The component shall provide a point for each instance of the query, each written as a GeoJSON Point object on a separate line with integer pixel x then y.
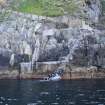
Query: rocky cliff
{"type": "Point", "coordinates": [27, 37]}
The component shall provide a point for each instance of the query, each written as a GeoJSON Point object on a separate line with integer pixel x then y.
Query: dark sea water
{"type": "Point", "coordinates": [31, 92]}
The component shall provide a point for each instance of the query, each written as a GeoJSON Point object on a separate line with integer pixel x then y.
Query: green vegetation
{"type": "Point", "coordinates": [103, 6]}
{"type": "Point", "coordinates": [46, 7]}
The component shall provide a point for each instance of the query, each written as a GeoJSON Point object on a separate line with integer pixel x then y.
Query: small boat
{"type": "Point", "coordinates": [55, 77]}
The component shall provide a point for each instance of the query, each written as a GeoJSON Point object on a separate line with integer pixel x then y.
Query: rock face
{"type": "Point", "coordinates": [54, 39]}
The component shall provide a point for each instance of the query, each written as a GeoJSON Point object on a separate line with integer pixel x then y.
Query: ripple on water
{"type": "Point", "coordinates": [44, 93]}
{"type": "Point", "coordinates": [32, 104]}
{"type": "Point", "coordinates": [55, 103]}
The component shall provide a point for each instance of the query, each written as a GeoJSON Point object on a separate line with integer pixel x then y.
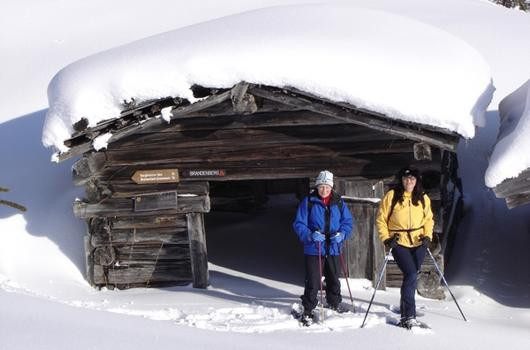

--- Exercise brief ---
Word for word, repeat the data above with the pictures left out.

--- Expected answer ---
The component shall provide a point for each instance of the query, each written as a GeoJSON Point object on a separate line with integer pixel x then y.
Query: rocky cliff
{"type": "Point", "coordinates": [27, 37]}
The component shall provide a point for each instance of the query, each written as a GeoJSON Point object on a separate line with integer pixel x then y.
Query: dark sea water
{"type": "Point", "coordinates": [31, 92]}
The component shall provide a point for each instance of the query, each written as a GeoJSON Point object on a separate line with integer pixel x then y.
Query: green vegetation
{"type": "Point", "coordinates": [103, 6]}
{"type": "Point", "coordinates": [46, 7]}
The component shall provide a point for each instance of the query, each written as a GeoJSON Point object on a separate line with integer pixel x then y.
Query: small boat
{"type": "Point", "coordinates": [55, 77]}
The component shall provide a point for each instance of the query, each written as a GeoJSON Point object on a separate line with integer pixel x then y.
Query: rock face
{"type": "Point", "coordinates": [54, 39]}
The component shall provide a point for each instance of the query, each written as a GeoJSON Point object on a separate line with integer pixel x then y.
Query: ripple on water
{"type": "Point", "coordinates": [44, 93]}
{"type": "Point", "coordinates": [32, 104]}
{"type": "Point", "coordinates": [55, 103]}
The component shall provide a point for each instance of the query, each written as a GeoJSON Point object on a separate line with integer pixel x then y.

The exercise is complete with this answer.